WHAT IS NEEDED: The number of lines below holding the string "brick" is the only answer wanted.

━━━━━━━━━━━━━━━━

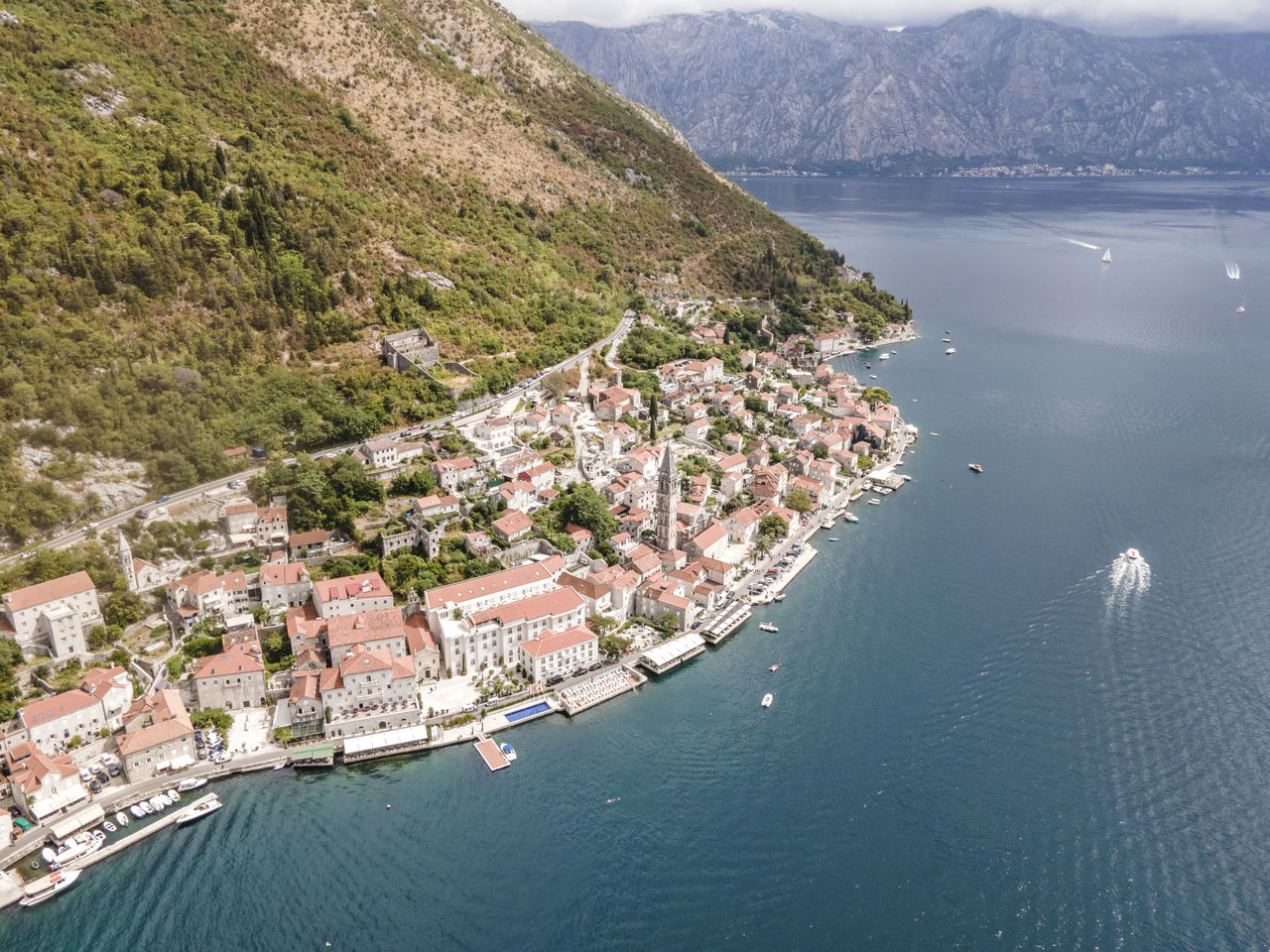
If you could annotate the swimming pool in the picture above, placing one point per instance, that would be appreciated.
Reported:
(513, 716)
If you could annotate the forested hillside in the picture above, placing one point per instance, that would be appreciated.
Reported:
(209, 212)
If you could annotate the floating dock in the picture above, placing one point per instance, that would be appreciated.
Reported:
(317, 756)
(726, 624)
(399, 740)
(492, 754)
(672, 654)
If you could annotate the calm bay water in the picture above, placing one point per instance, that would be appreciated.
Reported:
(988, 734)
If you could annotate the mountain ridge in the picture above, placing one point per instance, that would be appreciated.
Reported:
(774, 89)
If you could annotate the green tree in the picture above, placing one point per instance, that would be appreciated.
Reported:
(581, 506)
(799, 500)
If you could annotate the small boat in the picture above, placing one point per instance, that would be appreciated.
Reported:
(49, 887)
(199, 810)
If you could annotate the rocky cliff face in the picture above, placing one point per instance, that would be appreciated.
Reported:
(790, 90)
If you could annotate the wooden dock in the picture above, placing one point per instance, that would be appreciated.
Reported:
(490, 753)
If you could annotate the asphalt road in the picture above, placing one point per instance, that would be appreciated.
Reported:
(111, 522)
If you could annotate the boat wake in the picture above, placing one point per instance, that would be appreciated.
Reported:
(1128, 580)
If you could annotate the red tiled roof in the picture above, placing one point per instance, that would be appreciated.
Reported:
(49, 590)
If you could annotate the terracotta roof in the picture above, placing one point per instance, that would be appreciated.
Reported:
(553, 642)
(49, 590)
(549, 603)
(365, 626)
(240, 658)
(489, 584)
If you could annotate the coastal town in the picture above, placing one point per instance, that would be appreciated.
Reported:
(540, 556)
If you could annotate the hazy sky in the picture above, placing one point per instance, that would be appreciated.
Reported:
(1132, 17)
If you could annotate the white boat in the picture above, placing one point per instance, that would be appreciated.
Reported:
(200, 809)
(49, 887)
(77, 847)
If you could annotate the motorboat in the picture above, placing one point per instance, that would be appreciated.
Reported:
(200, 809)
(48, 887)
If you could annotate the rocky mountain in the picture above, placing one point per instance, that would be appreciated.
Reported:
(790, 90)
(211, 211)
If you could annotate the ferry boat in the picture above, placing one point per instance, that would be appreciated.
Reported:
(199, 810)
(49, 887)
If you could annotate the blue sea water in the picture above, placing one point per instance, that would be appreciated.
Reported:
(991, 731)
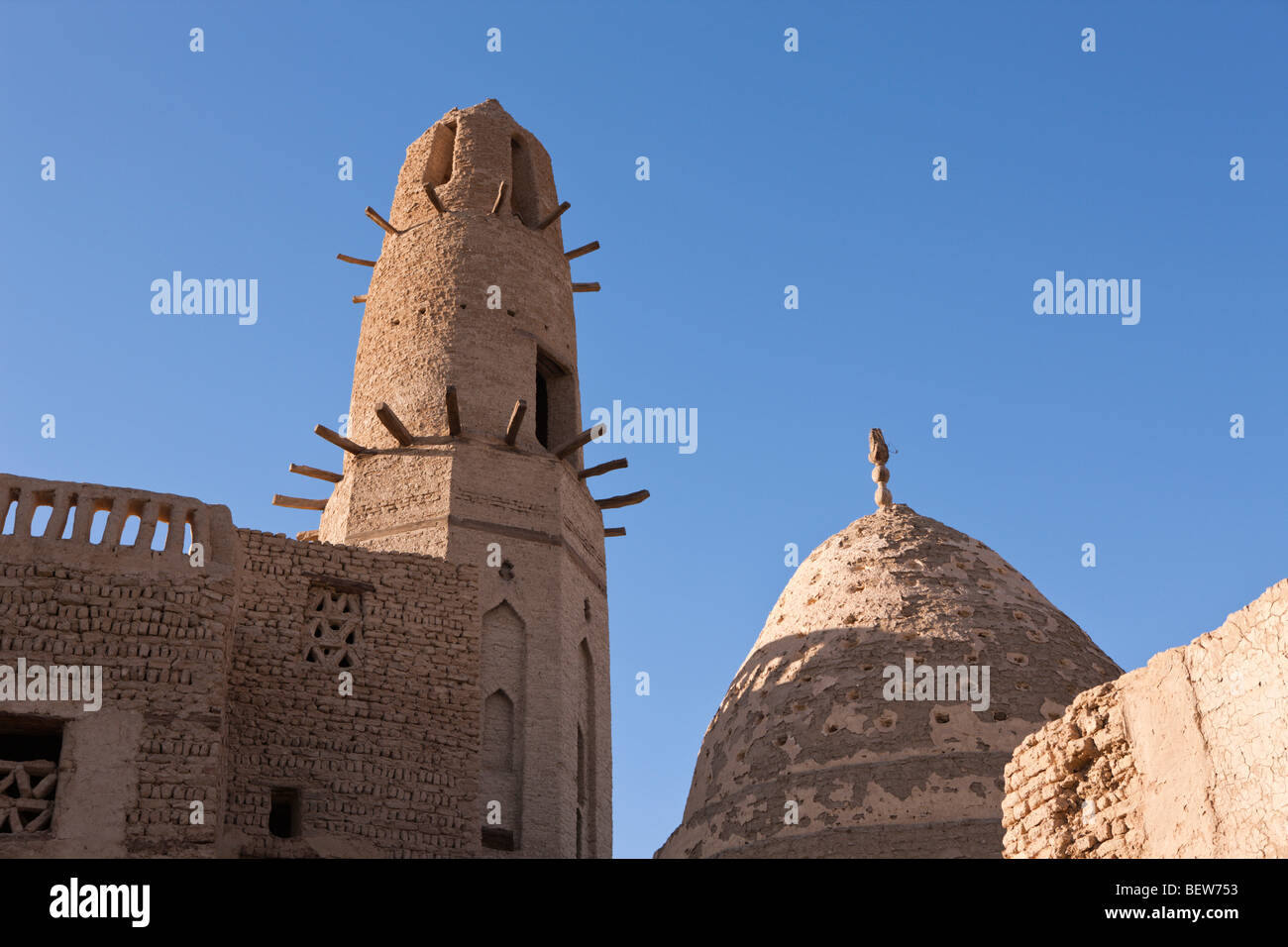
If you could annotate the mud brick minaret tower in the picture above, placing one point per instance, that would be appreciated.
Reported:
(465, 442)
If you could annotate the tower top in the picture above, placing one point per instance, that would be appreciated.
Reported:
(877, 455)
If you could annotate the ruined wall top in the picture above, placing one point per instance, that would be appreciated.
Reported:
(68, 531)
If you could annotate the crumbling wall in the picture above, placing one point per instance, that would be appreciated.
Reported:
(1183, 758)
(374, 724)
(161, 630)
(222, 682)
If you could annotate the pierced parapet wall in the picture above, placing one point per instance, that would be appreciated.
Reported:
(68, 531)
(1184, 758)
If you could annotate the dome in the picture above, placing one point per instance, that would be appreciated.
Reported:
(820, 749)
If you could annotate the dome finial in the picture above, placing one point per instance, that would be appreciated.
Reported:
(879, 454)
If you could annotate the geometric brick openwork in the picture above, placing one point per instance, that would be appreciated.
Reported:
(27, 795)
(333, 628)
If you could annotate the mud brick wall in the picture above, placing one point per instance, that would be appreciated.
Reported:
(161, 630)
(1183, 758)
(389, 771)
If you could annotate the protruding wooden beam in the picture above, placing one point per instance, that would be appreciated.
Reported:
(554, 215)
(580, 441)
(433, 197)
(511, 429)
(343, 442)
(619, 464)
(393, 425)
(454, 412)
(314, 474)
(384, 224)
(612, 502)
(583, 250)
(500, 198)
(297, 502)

━━━━━━━━━━━━━━━━

ANSWER FOR THE TASK: 3